■ **Exercise material**:
===============

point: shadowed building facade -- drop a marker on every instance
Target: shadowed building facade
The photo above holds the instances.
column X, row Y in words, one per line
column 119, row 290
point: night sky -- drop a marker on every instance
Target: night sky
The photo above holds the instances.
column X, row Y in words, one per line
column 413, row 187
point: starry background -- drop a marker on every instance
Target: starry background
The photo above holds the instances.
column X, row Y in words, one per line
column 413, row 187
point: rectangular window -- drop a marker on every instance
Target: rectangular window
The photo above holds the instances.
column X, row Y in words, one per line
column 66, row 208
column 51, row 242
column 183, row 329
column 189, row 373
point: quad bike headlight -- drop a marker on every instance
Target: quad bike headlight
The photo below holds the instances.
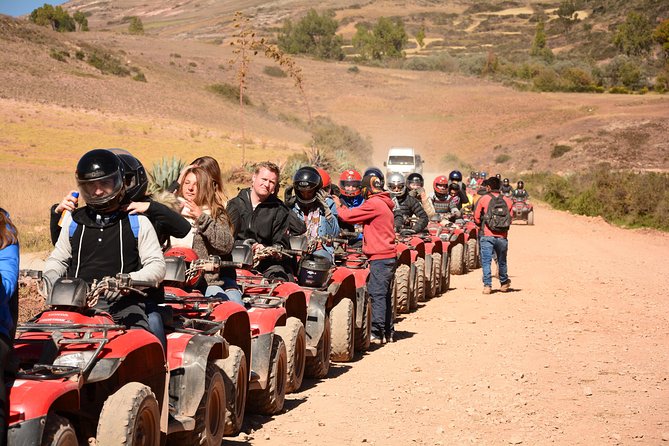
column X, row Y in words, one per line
column 78, row 359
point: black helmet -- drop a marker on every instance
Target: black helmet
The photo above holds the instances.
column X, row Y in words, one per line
column 377, row 173
column 396, row 184
column 455, row 175
column 416, row 178
column 135, row 178
column 100, row 179
column 306, row 183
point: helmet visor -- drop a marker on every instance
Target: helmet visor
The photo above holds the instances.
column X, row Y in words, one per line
column 101, row 190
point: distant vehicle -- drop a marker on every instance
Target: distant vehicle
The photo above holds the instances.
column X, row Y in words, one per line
column 403, row 160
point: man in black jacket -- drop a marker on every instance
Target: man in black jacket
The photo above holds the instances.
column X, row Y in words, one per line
column 406, row 206
column 257, row 214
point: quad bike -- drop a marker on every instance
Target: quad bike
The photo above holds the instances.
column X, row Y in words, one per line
column 82, row 378
column 522, row 210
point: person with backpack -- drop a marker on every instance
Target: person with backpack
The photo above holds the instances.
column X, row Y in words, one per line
column 493, row 215
column 100, row 240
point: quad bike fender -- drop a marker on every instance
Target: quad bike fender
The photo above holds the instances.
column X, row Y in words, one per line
column 187, row 381
column 316, row 313
column 261, row 350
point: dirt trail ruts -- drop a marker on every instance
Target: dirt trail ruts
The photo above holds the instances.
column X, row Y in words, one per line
column 575, row 355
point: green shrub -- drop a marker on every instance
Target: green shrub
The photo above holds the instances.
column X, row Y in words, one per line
column 503, row 158
column 229, row 92
column 274, row 71
column 559, row 150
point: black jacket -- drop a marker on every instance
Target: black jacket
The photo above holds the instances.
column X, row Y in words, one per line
column 406, row 207
column 267, row 224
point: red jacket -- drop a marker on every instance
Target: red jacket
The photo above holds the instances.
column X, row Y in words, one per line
column 378, row 225
column 482, row 208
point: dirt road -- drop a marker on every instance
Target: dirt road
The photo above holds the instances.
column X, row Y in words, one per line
column 576, row 354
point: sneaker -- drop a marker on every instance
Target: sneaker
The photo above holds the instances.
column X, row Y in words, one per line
column 505, row 286
column 375, row 340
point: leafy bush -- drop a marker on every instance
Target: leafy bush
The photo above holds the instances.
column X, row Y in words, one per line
column 273, row 71
column 559, row 150
column 229, row 92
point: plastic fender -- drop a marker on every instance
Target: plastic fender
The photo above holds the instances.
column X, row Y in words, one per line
column 187, row 381
column 261, row 347
column 316, row 316
column 30, row 399
column 265, row 319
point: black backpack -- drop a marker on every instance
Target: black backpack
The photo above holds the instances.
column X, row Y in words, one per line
column 498, row 215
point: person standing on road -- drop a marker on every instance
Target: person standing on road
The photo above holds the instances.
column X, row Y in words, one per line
column 493, row 213
column 9, row 277
column 376, row 216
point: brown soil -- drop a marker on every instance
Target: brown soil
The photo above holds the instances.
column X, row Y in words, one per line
column 575, row 354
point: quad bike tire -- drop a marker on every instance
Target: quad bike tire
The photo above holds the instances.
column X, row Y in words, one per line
column 364, row 333
column 269, row 401
column 402, row 290
column 236, row 377
column 342, row 320
column 210, row 414
column 419, row 294
column 472, row 250
column 445, row 272
column 433, row 287
column 58, row 431
column 294, row 337
column 130, row 416
column 458, row 266
column 318, row 366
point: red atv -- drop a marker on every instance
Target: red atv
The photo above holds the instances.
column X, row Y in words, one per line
column 81, row 376
column 522, row 210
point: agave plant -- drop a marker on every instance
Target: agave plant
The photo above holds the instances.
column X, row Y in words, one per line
column 164, row 173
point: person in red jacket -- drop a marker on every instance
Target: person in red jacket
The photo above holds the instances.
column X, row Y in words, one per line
column 378, row 232
column 493, row 240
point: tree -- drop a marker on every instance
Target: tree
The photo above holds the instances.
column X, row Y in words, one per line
column 57, row 18
column 314, row 34
column 386, row 39
column 539, row 48
column 661, row 36
column 136, row 26
column 567, row 14
column 635, row 36
column 81, row 20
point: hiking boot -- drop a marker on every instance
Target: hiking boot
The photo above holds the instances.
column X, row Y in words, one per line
column 505, row 286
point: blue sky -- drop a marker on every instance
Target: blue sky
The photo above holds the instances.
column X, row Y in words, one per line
column 22, row 7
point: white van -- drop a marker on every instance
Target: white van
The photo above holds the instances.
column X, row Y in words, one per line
column 403, row 160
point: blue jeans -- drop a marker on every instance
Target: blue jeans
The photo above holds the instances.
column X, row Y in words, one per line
column 380, row 292
column 500, row 246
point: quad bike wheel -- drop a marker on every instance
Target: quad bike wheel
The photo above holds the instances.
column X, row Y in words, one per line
column 269, row 401
column 130, row 416
column 58, row 432
column 445, row 272
column 342, row 318
column 419, row 294
column 472, row 250
column 364, row 333
column 402, row 291
column 318, row 366
column 294, row 337
column 236, row 377
column 210, row 414
column 434, row 286
column 458, row 266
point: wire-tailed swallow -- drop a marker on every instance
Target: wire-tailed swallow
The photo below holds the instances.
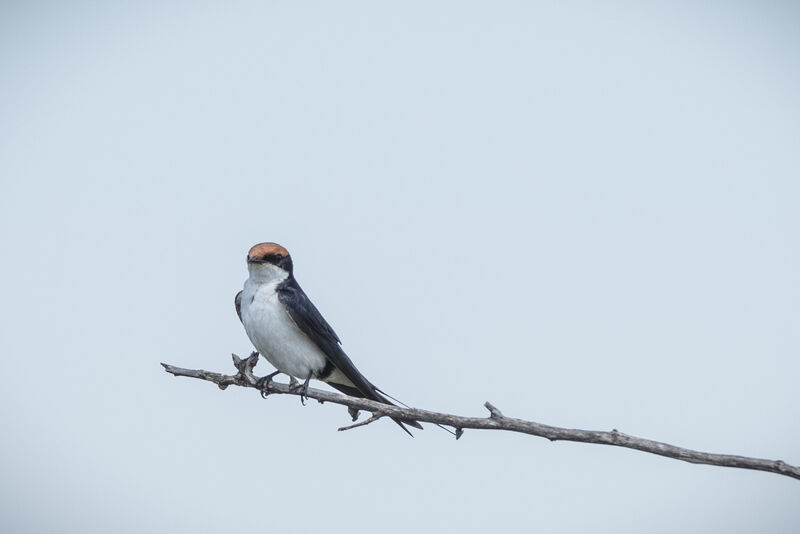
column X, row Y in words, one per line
column 287, row 329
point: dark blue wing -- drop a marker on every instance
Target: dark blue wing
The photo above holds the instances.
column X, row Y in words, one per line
column 310, row 321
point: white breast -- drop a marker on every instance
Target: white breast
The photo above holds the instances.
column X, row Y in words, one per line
column 274, row 333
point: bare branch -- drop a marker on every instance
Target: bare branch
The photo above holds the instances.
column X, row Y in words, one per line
column 495, row 421
column 375, row 417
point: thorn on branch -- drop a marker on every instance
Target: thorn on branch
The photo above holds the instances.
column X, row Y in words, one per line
column 494, row 412
column 353, row 412
column 375, row 417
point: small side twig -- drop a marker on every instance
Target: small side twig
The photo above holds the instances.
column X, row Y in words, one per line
column 365, row 422
column 496, row 421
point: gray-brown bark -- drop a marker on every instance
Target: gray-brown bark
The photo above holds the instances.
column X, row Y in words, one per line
column 495, row 421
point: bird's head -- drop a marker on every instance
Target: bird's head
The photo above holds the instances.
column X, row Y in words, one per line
column 269, row 261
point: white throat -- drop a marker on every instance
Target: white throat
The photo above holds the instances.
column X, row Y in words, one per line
column 266, row 273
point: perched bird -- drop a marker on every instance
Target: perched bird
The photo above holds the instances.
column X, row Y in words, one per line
column 287, row 329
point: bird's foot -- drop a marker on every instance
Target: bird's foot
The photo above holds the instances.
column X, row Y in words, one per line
column 302, row 388
column 264, row 382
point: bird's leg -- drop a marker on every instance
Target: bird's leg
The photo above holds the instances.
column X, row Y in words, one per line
column 264, row 382
column 303, row 389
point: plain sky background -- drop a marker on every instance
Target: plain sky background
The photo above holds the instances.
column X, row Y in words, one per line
column 586, row 213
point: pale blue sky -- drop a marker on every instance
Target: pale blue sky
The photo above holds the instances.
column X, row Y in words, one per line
column 585, row 213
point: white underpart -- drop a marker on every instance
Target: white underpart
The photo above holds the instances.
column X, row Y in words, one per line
column 272, row 331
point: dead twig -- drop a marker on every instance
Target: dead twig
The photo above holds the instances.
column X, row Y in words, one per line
column 496, row 421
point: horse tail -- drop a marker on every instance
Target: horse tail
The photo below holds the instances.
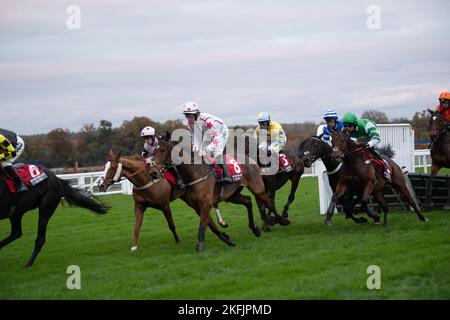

===============

■ **Aim of the task**: Pull out every line in the entries above that contains the word "bark", copying each line in full.

■ **Exercise output**:
point: gray-brown bark -- drop a marker on every instance
Target: gray-brown bark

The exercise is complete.